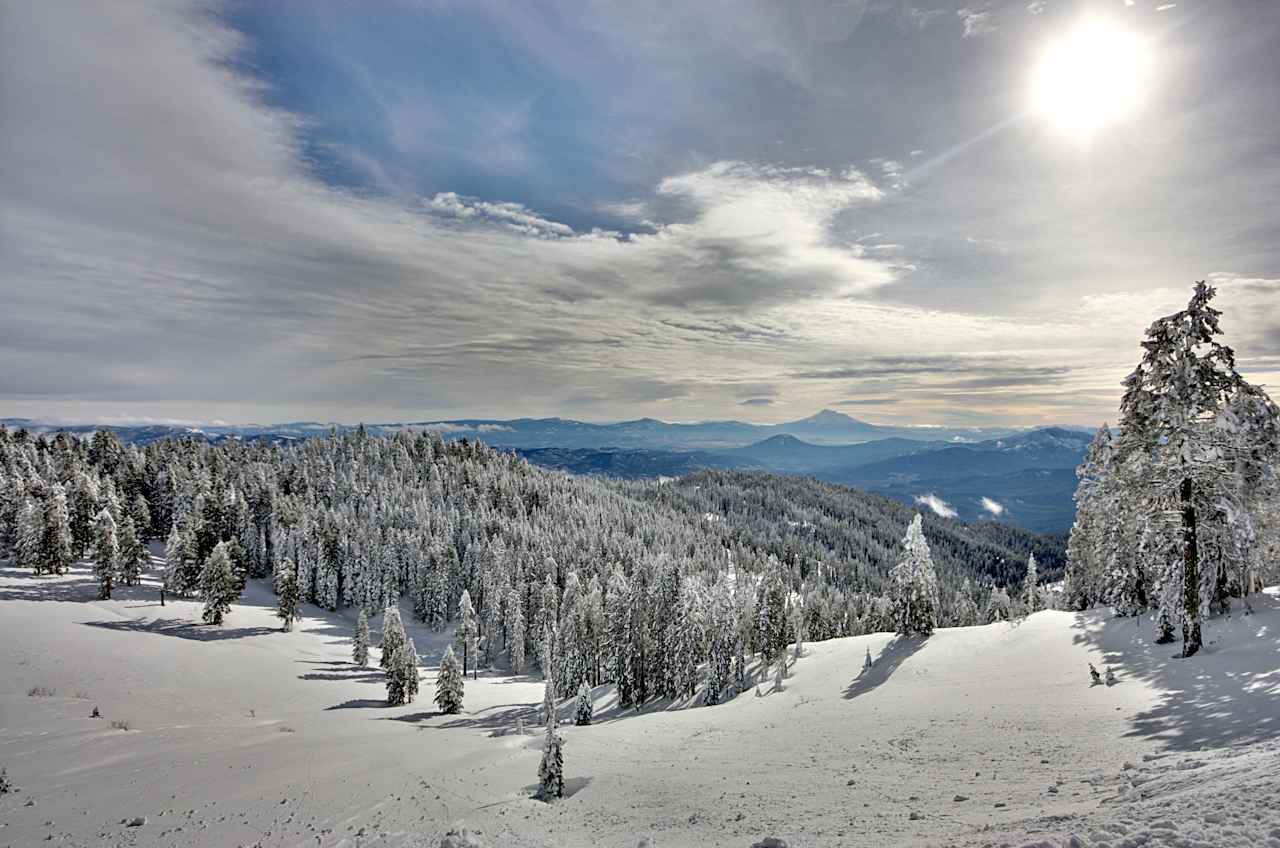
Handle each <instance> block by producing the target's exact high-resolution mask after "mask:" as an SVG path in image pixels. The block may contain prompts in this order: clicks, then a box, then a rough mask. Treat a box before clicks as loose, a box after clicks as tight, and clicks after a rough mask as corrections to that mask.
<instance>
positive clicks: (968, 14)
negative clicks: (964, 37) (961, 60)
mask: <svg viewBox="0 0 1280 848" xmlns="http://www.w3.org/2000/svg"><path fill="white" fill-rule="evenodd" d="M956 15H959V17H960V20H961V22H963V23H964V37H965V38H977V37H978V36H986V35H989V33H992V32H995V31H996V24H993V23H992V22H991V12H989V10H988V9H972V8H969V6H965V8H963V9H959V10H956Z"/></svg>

==============================

**What this task involves**
Your answer must be the entries written out word for word, without their pictures.

**Reply**
Handle each <instance> block by producing the target's exact high-resolution mask after "mask:" as an SVG path in image pixels. The block may contain prompts in this order: clicks, then a box, then a rough mask. Treat a box before clicks as loose, a box after clicks as tight, and clicks after a rough mask as corrections to that mask.
<instance>
positive clicks: (968, 14)
negative clicks: (964, 37) (961, 60)
mask: <svg viewBox="0 0 1280 848" xmlns="http://www.w3.org/2000/svg"><path fill="white" fill-rule="evenodd" d="M956 15H959V17H960V20H961V22H963V23H964V37H965V38H977V37H978V36H986V35H989V33H992V32H995V31H996V24H993V23H992V22H991V12H989V10H988V9H972V8H969V6H965V8H963V9H959V10H956Z"/></svg>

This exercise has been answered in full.